- TASK TO COMPLETE: Reproduce the material below line for line, without the pictures.

(Stored data records)
•••••
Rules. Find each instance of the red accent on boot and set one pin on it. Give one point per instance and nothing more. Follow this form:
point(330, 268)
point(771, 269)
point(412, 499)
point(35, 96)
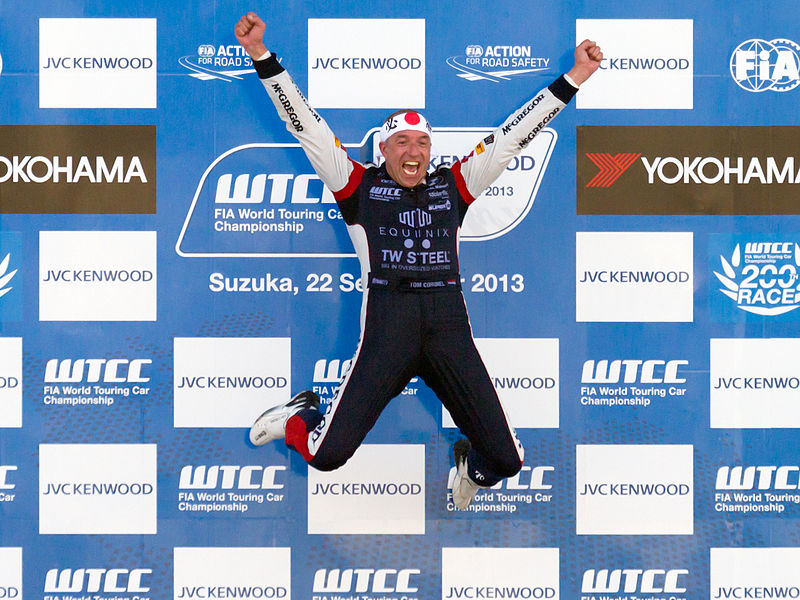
•••••
- ANSWER:
Rules. Find each instance of the red accent on boot and set one pin on it. Give one point per instance and nothing more. Follow this form:
point(330, 268)
point(771, 269)
point(412, 499)
point(35, 96)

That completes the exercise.